Exercise: Search the entries for the word "banner". Copy every line where it turns up.

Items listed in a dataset

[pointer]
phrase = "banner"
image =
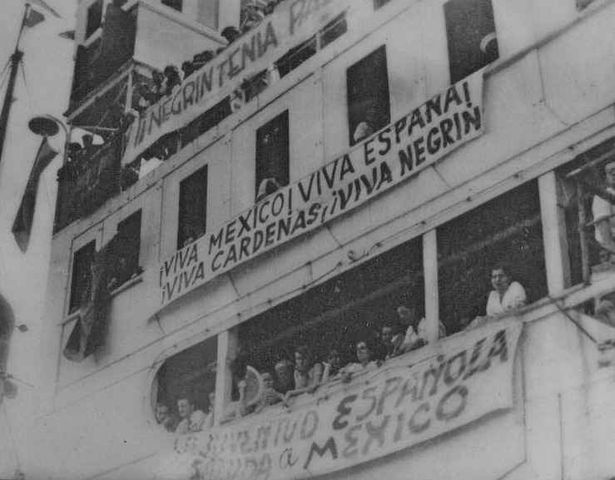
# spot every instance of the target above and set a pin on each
(390, 409)
(290, 24)
(392, 155)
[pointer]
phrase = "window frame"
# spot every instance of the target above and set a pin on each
(264, 166)
(194, 175)
(361, 106)
(94, 15)
(75, 299)
(467, 55)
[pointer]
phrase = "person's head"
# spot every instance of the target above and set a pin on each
(303, 359)
(162, 412)
(407, 315)
(386, 333)
(88, 140)
(364, 352)
(500, 277)
(609, 171)
(185, 407)
(334, 358)
(157, 77)
(267, 378)
(283, 371)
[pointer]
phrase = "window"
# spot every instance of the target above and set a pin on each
(189, 376)
(368, 95)
(192, 207)
(581, 4)
(127, 249)
(472, 42)
(380, 3)
(174, 4)
(94, 19)
(585, 198)
(272, 155)
(81, 275)
(507, 229)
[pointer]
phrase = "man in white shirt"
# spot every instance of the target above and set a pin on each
(416, 334)
(192, 420)
(604, 211)
(506, 295)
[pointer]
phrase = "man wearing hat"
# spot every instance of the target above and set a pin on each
(603, 212)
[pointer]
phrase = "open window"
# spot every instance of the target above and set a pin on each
(192, 222)
(94, 18)
(586, 193)
(506, 230)
(472, 41)
(81, 277)
(581, 4)
(127, 250)
(188, 377)
(174, 4)
(380, 3)
(368, 96)
(272, 155)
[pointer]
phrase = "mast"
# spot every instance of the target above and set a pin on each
(15, 60)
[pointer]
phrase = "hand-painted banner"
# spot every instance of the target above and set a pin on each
(384, 160)
(291, 23)
(390, 409)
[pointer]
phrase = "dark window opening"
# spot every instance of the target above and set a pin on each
(272, 155)
(368, 96)
(94, 19)
(128, 243)
(472, 42)
(507, 229)
(380, 3)
(206, 121)
(581, 4)
(189, 375)
(587, 196)
(174, 4)
(334, 315)
(296, 56)
(192, 207)
(81, 275)
(333, 30)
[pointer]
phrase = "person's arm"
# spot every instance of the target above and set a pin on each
(604, 230)
(313, 384)
(518, 296)
(601, 212)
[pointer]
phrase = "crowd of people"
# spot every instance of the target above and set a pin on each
(304, 373)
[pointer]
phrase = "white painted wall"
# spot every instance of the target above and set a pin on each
(536, 108)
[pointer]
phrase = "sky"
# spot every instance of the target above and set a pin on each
(23, 277)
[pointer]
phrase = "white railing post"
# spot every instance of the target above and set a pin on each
(430, 268)
(554, 235)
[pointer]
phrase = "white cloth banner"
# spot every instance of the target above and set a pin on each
(387, 158)
(290, 24)
(395, 407)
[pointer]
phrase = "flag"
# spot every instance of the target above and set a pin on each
(42, 4)
(90, 330)
(22, 226)
(33, 18)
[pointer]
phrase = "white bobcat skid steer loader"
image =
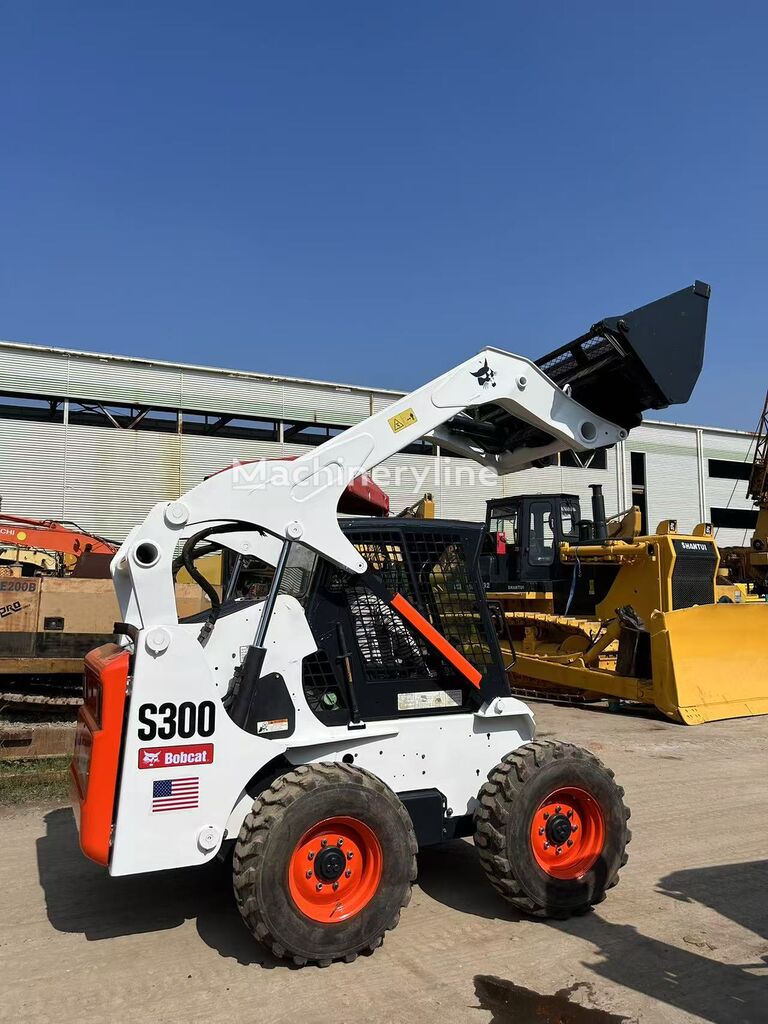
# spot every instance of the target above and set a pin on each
(352, 715)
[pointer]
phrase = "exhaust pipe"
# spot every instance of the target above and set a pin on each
(598, 512)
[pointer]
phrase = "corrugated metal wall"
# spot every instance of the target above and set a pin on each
(107, 479)
(727, 494)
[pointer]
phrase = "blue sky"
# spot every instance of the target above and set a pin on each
(369, 193)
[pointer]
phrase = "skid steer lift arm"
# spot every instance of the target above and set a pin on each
(499, 409)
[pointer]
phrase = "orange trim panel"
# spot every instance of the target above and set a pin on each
(438, 641)
(99, 732)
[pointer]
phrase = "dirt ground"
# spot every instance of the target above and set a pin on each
(683, 938)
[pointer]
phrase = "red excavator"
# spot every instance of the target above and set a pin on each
(45, 547)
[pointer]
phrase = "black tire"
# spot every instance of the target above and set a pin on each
(507, 804)
(285, 813)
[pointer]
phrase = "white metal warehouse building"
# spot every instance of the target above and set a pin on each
(98, 439)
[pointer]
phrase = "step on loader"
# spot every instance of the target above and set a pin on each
(361, 709)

Task response:
phrase = "banner"
phrase = "hand-painted banner"
phrase = "white cloth banner"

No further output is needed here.